◆ **Données de travail**
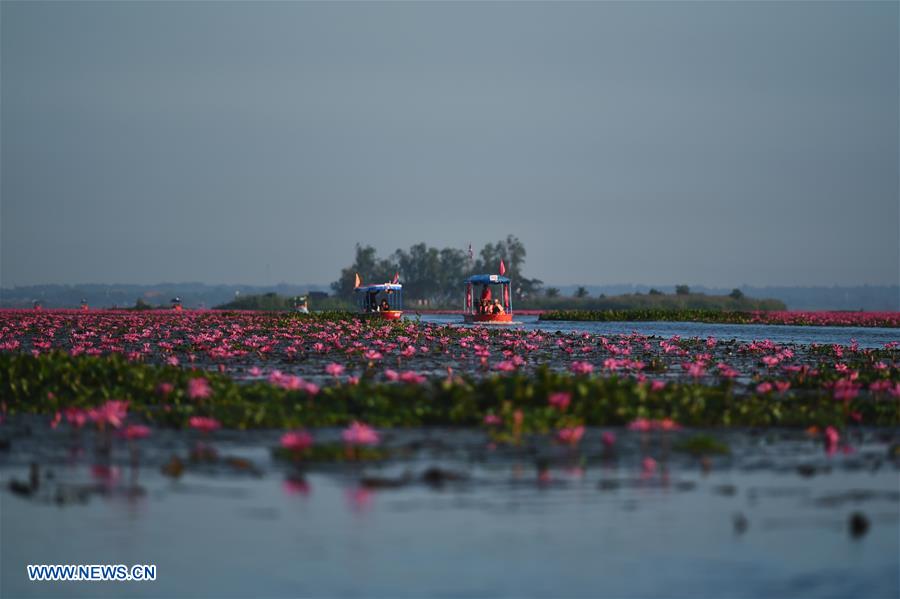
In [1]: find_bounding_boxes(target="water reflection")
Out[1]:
[0,428,900,597]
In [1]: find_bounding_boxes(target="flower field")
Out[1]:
[0,311,900,436]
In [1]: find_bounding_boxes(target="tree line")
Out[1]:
[331,235,543,305]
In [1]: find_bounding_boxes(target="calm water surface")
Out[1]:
[0,424,900,598]
[0,316,900,599]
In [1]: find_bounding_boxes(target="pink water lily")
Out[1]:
[547,391,572,411]
[569,361,594,374]
[188,377,212,399]
[87,400,128,428]
[556,425,584,445]
[484,414,503,426]
[325,362,344,376]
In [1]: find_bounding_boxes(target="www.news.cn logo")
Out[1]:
[27,564,156,582]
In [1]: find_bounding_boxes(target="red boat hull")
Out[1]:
[463,314,512,323]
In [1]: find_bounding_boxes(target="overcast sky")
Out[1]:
[0,1,900,286]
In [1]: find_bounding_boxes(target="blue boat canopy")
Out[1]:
[356,283,403,293]
[465,275,510,285]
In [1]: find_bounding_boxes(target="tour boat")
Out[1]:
[354,283,403,320]
[463,275,512,324]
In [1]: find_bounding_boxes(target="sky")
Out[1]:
[0,0,900,287]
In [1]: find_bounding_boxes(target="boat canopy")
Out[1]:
[355,283,403,312]
[465,275,510,285]
[356,283,403,293]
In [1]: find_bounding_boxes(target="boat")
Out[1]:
[354,284,403,320]
[463,276,512,324]
[293,295,309,314]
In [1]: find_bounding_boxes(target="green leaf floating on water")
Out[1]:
[674,435,731,456]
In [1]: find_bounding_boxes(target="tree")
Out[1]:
[331,235,542,304]
[472,235,543,299]
[331,243,399,299]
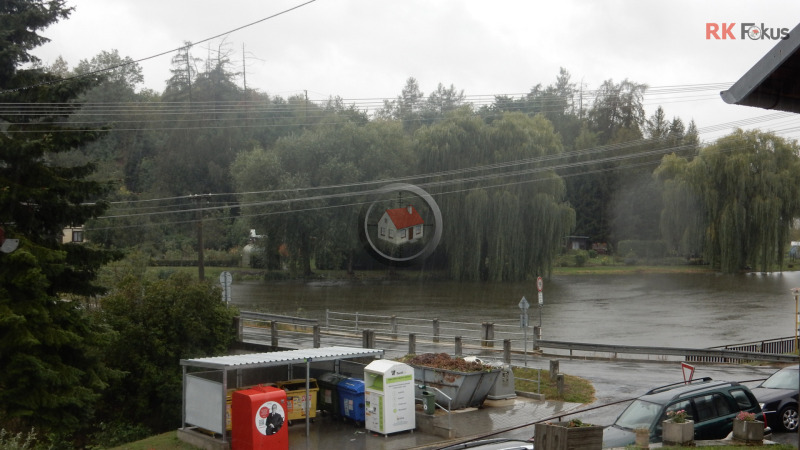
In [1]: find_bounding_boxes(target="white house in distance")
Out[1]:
[378,205,425,245]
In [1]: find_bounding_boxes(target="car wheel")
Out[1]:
[780,405,800,433]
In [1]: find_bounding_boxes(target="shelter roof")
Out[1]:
[181,347,383,369]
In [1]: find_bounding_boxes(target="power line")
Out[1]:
[0,0,317,94]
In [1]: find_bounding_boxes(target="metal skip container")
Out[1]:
[413,365,502,409]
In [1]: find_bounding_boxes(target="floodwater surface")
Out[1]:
[231,272,800,348]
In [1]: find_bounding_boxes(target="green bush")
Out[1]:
[0,429,36,450]
[92,422,153,450]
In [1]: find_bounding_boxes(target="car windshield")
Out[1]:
[761,370,798,389]
[614,400,662,430]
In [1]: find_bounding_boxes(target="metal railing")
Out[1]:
[240,310,798,363]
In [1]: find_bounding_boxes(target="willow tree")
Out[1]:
[416,110,575,281]
[656,130,800,273]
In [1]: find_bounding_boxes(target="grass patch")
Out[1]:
[112,431,197,450]
[512,367,595,404]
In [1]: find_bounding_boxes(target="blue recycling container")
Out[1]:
[336,378,365,424]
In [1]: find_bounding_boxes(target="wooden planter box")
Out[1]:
[533,422,603,450]
[661,420,694,446]
[733,419,764,444]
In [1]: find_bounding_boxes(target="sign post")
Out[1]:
[219,271,233,305]
[536,277,544,330]
[518,295,531,367]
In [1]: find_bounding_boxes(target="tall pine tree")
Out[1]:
[0,0,120,437]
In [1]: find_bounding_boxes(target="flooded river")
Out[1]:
[231,272,800,347]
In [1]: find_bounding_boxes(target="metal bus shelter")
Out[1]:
[180,347,384,443]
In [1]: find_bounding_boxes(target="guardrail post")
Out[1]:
[233,316,244,342]
[550,359,558,381]
[361,330,375,348]
[481,322,494,347]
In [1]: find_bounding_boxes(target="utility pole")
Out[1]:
[192,194,210,281]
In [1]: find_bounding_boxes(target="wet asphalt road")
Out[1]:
[502,358,798,447]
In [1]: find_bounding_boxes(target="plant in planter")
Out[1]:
[533,419,603,450]
[400,353,502,409]
[733,411,764,444]
[661,409,694,446]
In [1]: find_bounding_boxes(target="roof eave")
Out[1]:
[720,24,800,112]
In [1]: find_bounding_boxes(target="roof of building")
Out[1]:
[181,347,383,369]
[386,205,425,230]
[720,25,800,113]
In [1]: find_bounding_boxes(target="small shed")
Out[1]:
[179,347,383,443]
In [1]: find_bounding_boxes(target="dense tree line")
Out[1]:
[0,0,238,448]
[50,43,791,280]
[0,0,800,446]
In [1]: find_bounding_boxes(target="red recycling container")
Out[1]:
[231,386,289,450]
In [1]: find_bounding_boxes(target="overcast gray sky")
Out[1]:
[35,0,800,139]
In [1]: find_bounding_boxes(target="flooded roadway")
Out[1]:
[231,272,800,348]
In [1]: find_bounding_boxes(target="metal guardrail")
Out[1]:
[239,311,319,327]
[240,311,798,363]
[536,340,798,363]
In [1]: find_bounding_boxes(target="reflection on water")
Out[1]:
[232,272,800,347]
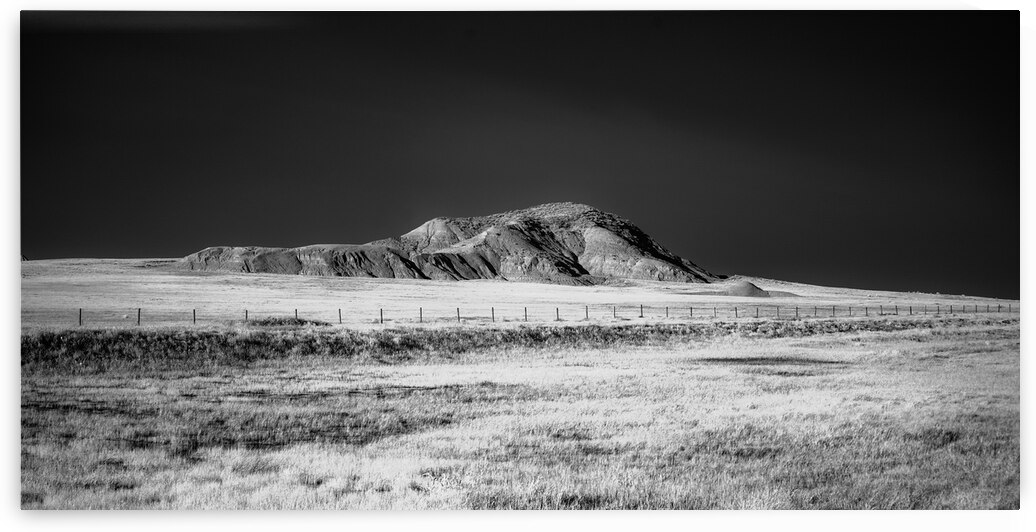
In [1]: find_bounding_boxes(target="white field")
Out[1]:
[22,259,1018,330]
[21,260,1020,509]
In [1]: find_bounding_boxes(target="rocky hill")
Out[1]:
[182,203,717,285]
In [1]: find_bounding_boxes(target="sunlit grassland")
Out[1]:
[22,319,1019,508]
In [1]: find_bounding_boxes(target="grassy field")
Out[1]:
[21,259,1017,331]
[22,312,1019,509]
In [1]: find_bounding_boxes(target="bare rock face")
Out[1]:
[182,203,717,285]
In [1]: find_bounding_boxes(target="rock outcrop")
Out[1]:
[182,203,717,285]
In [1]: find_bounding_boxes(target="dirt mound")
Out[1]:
[723,280,770,297]
[183,203,718,285]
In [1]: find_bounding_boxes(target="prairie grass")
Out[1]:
[22,312,1019,509]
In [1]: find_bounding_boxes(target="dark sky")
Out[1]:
[21,11,1019,298]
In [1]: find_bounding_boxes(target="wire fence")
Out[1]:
[22,303,1019,327]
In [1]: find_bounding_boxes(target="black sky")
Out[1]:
[21,11,1019,298]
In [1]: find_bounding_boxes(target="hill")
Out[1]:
[182,203,719,285]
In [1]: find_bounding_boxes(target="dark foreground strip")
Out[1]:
[22,318,1018,374]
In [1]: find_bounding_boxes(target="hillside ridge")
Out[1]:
[181,202,718,285]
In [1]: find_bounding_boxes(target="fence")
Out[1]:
[22,303,1019,327]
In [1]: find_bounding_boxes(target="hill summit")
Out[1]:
[182,203,717,285]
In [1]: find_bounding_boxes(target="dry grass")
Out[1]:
[22,312,1019,508]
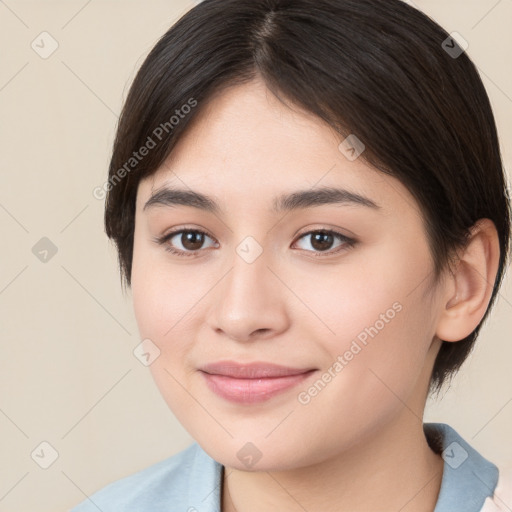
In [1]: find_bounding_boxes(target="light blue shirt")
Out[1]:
[71,423,499,512]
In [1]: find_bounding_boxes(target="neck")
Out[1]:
[222,409,443,512]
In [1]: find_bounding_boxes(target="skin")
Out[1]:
[132,80,499,512]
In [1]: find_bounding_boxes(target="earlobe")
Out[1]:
[436,219,500,341]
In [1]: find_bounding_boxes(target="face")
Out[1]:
[132,77,439,470]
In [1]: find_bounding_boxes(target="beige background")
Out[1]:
[0,0,512,512]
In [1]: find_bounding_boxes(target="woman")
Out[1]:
[74,0,511,512]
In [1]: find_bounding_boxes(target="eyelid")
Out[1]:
[153,226,358,258]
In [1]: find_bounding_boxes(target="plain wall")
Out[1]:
[0,0,512,512]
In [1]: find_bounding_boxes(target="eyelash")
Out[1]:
[154,228,357,258]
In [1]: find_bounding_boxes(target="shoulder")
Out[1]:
[70,443,222,512]
[481,464,512,512]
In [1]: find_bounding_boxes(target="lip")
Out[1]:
[200,361,316,404]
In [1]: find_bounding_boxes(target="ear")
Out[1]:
[436,219,500,341]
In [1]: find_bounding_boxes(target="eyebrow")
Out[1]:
[143,187,381,214]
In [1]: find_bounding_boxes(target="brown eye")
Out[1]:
[179,231,204,251]
[296,229,356,256]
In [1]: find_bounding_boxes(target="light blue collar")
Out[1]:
[424,423,499,512]
[190,423,498,512]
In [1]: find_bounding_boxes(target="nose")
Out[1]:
[207,245,291,342]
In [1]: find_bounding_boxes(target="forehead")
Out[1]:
[137,80,416,220]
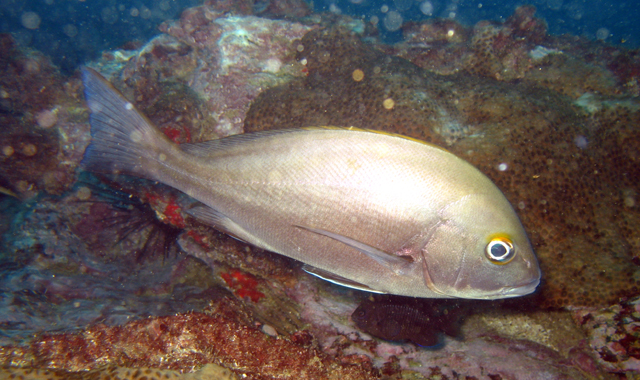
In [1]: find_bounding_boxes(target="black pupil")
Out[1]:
[491,243,507,258]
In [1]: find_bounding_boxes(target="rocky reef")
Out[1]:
[0,1,640,379]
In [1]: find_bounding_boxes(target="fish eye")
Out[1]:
[484,237,516,265]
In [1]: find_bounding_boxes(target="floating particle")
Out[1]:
[547,0,562,11]
[76,186,91,201]
[596,28,611,41]
[22,144,38,157]
[393,0,415,12]
[2,145,15,157]
[62,24,78,38]
[140,6,151,19]
[351,69,364,82]
[565,1,584,20]
[100,7,118,24]
[383,11,403,32]
[260,325,278,336]
[573,135,589,149]
[36,110,58,128]
[263,58,282,74]
[16,180,32,193]
[20,12,42,29]
[420,1,433,16]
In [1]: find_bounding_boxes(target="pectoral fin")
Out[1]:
[296,226,413,274]
[187,206,273,251]
[302,264,386,294]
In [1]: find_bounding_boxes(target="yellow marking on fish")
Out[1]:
[300,125,451,153]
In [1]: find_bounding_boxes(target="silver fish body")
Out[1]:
[83,69,541,299]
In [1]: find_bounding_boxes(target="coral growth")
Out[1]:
[0,0,640,379]
[245,17,640,307]
[245,28,470,145]
[0,34,87,198]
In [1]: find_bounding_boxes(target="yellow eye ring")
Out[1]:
[484,237,516,265]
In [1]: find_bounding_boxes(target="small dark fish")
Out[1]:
[351,296,468,347]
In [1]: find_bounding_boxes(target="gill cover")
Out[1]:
[423,194,540,299]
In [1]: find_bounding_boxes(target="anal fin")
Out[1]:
[296,226,413,274]
[186,205,258,249]
[302,264,386,294]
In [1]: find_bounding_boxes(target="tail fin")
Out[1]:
[82,67,173,179]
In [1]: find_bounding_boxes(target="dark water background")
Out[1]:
[0,0,640,73]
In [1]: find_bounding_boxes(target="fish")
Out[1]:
[82,67,541,299]
[351,295,470,348]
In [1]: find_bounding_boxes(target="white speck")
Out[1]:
[382,11,403,32]
[573,135,589,149]
[129,131,142,143]
[263,58,282,74]
[596,28,611,41]
[261,325,278,336]
[420,0,433,16]
[20,12,41,29]
[529,45,562,60]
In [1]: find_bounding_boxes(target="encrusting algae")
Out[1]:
[0,1,640,380]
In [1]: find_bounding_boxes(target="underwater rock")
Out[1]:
[0,299,379,380]
[572,297,640,375]
[245,20,640,308]
[0,34,88,199]
[351,296,468,347]
[245,27,472,145]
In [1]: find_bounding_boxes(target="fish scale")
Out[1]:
[83,68,540,299]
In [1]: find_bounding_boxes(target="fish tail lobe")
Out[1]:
[82,67,178,180]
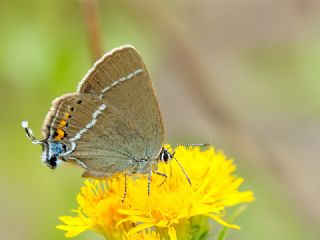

◆ **Consignes à suivre**
Indiquez le nombre de lignes des entrées qui contiennent le mot "black". Donnez uniquement ce nombre.

◆ **Réponse complète**
2